CONSIGNE »
Répondez brièvement à ces questions sur l'article consacré à l'Internet fixe illimité :
1. À quelle autorité la FFT a-t-elle adressé son document de travail fin juillet ?
2. Quel niveau d'investissement pour 2010 le syndicat CFE-CGC/Unsa cite-t-il pour le groupe France Télécom ?
3. Depuis quand Numéricable dit-il avoir quitté la FFT ?

TEXTE DE LA PAGE »

____________________

Le 22 août 2011 (16:17) - par Valery Marchive
Rubriques : Opérateurs et intégrateurs réseaux
L’article d’Andréa Fradin, ce vendredi 19 août, a rapidement fait le tour des rédactions, avec l’effet d’une petite bombe. Sur Owni.fr, notre confrère explique ainsi que des opérateurs français réfléchissent à l’introduction de seuils sur certaines offres d’accès à Internet domestique - jusqu’à imaginer le blocage des usages de téléphonie sur IP ou de téléchargement en pair-à-pair et d’accès aux newsgroups. L’idée étant, comme en téléphonie mobile, qu’il puisse par exemple y avoir réduction du débit effectif de la ligne passé un certain de niveau de consommation. Ces informations ont été récoltées dans un document de travail adressé fin juillet à l’Arcep, l’Autorité de régulation des communications électroniques et des postes, par la FFT, la Fédération française des télécoms, qui regroupe Bouygues Telecom, Orange, et SFR. A notre confrère, Jean-Marie Culpin, porte-parole d’Orange, a confirmé : «oui, il y a certains forfaits sur lesquels on risque de mettre des seuils.» Et tant pis pour les nombreux professionnels, TPE voire PME, et petites collectivités locales qui se contentent d’offres d’accès grand public pour combler leurs besoins.
Éteindre l’incendie
L’UFC Que Choisir n’a pas manqué de monter au créneau, fustigeant, toujours chez nos confrères d’Owni.fr, le fait que «limiter Internet sur le fixe n’a aucune justification économique». Et ce n’est pas le seul. Dans un communiqué, le syndicat CFE-CGC/Unsa dénonce ainsi «hypocrisie et mensonges» : «les opérateurs prétendent que les réseaux sont saturés pour justifier leur projet de mettre fin, pour une partie de leurs offres, à l’Internet illimité.» Et, pour syndicat, si saturation il y avait effectivement, ce serait plutôt «en raison de dividendes qui empêchent l’investissement ». Chiffres à l’appui : «12,1 % en 2010, c’est un des niveaux d’investissement les plus bas dans l’histoire du groupe France Télécom - surtout dès lors que sont comptabilisés comme investissements le parc de ‘box’. Or celui-ci n’a jamais été aussi important.»
Devant l’incendie qui s’annonçait, Numéricable a très vite - très vite - fait savoir qu’un tel projet n’est pas dans ses cartons, soulignant au passage avoir quitté la FFT «depuis plusieurs mois». Free a également pris ces distances avec ces réflexions. De même que Bouygues Telecom, plus tard, cet après-midi, soulignant rapidement que «les offres Internet fixes Bbox de Bouygues Telecom demeureront illimitées pour tous les clients ». Orange a finalement emboité le pas à ses confrères, signalant que "la fin de l'Internet fixe illimité n'était pas à l'ordre du jour chez Orange France". Dans un entretien accordé à l’AFP, Yves Le Mouël, directeur général de la FFT s’est à son tour voulu rassurant : «il n’est pas question de la fin de l’Internet Illimité sur le fixe.» Tout au plus, «certains opérateurs ont parlé de différenciation des offres », a-t-il précisé à Reuters. Un son de cloche finalement déjà présent, dimanche dans un communiqué d’Eric Besson, Ministre de l’Economie Numérique.

____________________

DONNÉES FOURNIES »
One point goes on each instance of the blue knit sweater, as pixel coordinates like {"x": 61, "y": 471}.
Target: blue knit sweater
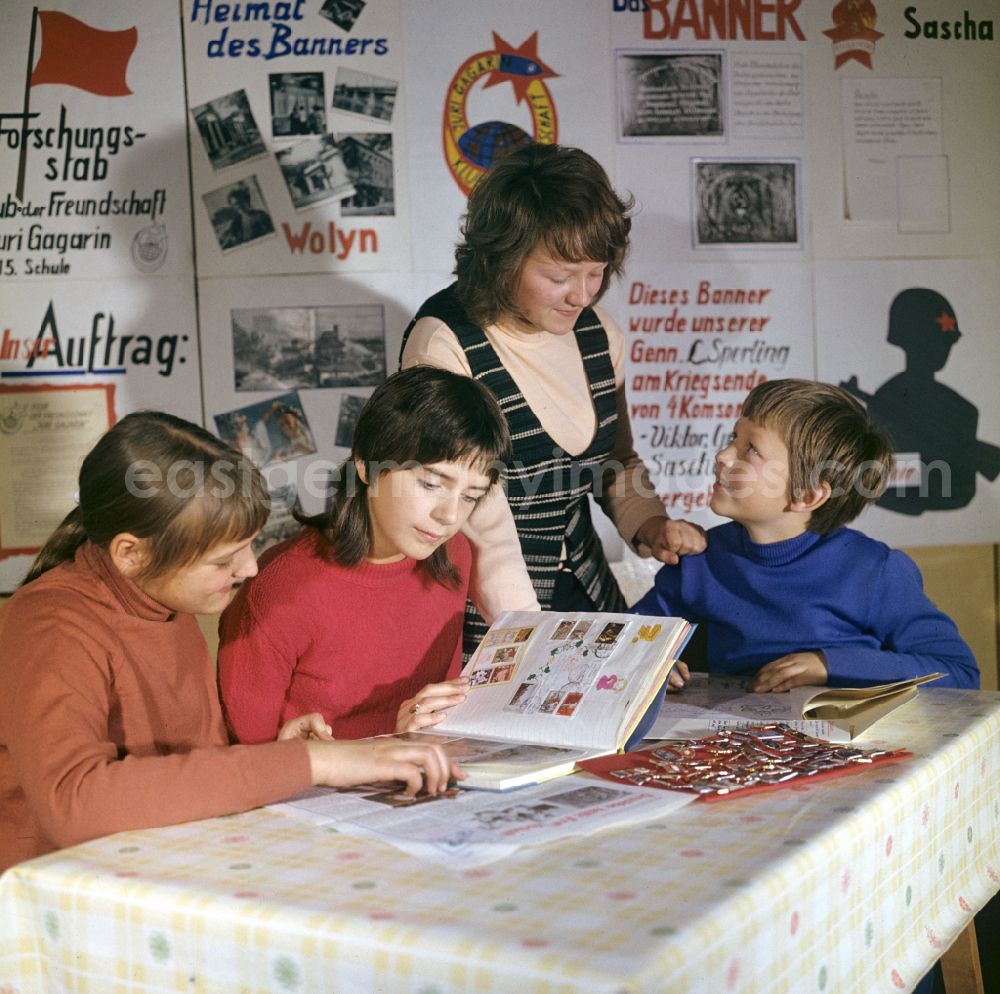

____________________

CORRIGÉ »
1. À l'Arcep, l'Autorité de régulation des communications électroniques et des postes.
2. 12,1 %.
3. Depuis plusieurs mois.